(begin)

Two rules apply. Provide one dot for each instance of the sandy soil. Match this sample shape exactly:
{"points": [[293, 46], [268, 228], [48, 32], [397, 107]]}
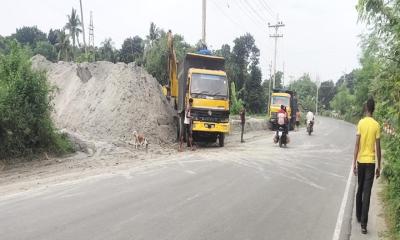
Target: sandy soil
{"points": [[41, 173]]}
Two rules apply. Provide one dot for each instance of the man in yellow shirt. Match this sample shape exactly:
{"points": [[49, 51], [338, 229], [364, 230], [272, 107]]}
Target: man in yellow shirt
{"points": [[367, 145]]}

(end)

> **Stated exercise**
Recast every line of the records above as a JSON list of strings, one string per line, omitting blank lines. Leave the pictures out.

> **Result**
[
  "Two rules apply. Provide one dot for each instance of the sandy soil. Match this sample shape exactly:",
  "{\"points\": [[293, 46], [268, 228], [48, 32], [397, 107]]}",
  "Target: sandy soil",
  "{\"points\": [[41, 173]]}",
  "Two rules apply. Provide one dot for each instance of the man in yellow shirt. Match this sample shape exactly:",
  "{\"points\": [[49, 51], [338, 229], [364, 230], [272, 107]]}",
  "Target: man in yellow shirt",
  "{\"points\": [[367, 145]]}"
]